■ **Exercise material**:

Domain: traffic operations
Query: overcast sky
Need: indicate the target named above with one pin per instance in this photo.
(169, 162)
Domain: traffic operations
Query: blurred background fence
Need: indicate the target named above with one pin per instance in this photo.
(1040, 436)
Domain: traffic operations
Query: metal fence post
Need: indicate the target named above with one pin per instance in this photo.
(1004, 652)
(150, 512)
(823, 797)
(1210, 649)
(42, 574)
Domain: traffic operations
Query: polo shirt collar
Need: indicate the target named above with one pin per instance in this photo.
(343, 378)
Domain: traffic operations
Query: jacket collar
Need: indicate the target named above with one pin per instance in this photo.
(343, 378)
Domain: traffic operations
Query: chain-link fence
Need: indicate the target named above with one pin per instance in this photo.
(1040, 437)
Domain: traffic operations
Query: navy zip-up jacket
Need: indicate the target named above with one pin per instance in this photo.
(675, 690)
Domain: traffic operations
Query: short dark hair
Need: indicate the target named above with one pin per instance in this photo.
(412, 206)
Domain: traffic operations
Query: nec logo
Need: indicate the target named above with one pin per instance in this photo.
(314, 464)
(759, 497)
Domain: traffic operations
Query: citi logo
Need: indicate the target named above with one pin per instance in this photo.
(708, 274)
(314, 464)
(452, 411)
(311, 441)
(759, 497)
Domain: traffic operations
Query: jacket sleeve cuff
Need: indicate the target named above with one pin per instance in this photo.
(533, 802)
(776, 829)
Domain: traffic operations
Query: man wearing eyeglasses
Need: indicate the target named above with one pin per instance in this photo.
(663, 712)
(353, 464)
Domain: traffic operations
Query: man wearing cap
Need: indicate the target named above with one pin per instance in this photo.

■ **Activity**: Only the lines from the opening of the material through the line with "Query: man wearing eyeglasses" should be echoed, exactly as written.

■ **Answer section**:
Domain: traffic operations
Query: overcast sky
Need: indicate the target named above with one pin per instance in this photo.
(169, 162)
Domain: traffic operations
Query: blurred background fence
Need: indicate the target named above with one pin per instance in this photo.
(1040, 436)
Domain: traffic operations
Query: metal fence post
Need: indicate the target named above with one pin per instance in this photo.
(1004, 652)
(150, 512)
(823, 797)
(1210, 649)
(42, 574)
Domain: traffic operations
Query: polo shirt collar
Need: indicate the target named above with one pin per instance in this photo.
(343, 378)
Domain: traffic operations
Query: jacket collar
Need: indicate the target named above with one pin per instance in this photo.
(343, 378)
Domain: traffic operations
Query: chain-link fence
Need: indicate the target named above with one pin per instance in this photo.
(1040, 437)
Domain: traffic operations
Query: navy zip-up jacket
Need: indicate the target named above with one pin per instance in this photo.
(675, 690)
Domain: traffic operations
Query: short dark hair
Need: indicate the target named above with one pin per instance in this photo.
(412, 206)
Domain: traffic operations
Query: nec logo
Need: indicate the target named above with one pin per instance in this photo.
(314, 464)
(759, 497)
Domain: traffic operations
Query: citi logo
Need: indicate the target named above with one pin per instance in this photo.
(708, 274)
(314, 464)
(452, 411)
(311, 441)
(759, 497)
Domain: traffic operations
Query: jacket sleeve cuff
Need: indicate the target named above with one pin per instance in this photo.
(533, 802)
(776, 829)
Domain: traffic operations
Query: man wearing eyeglasses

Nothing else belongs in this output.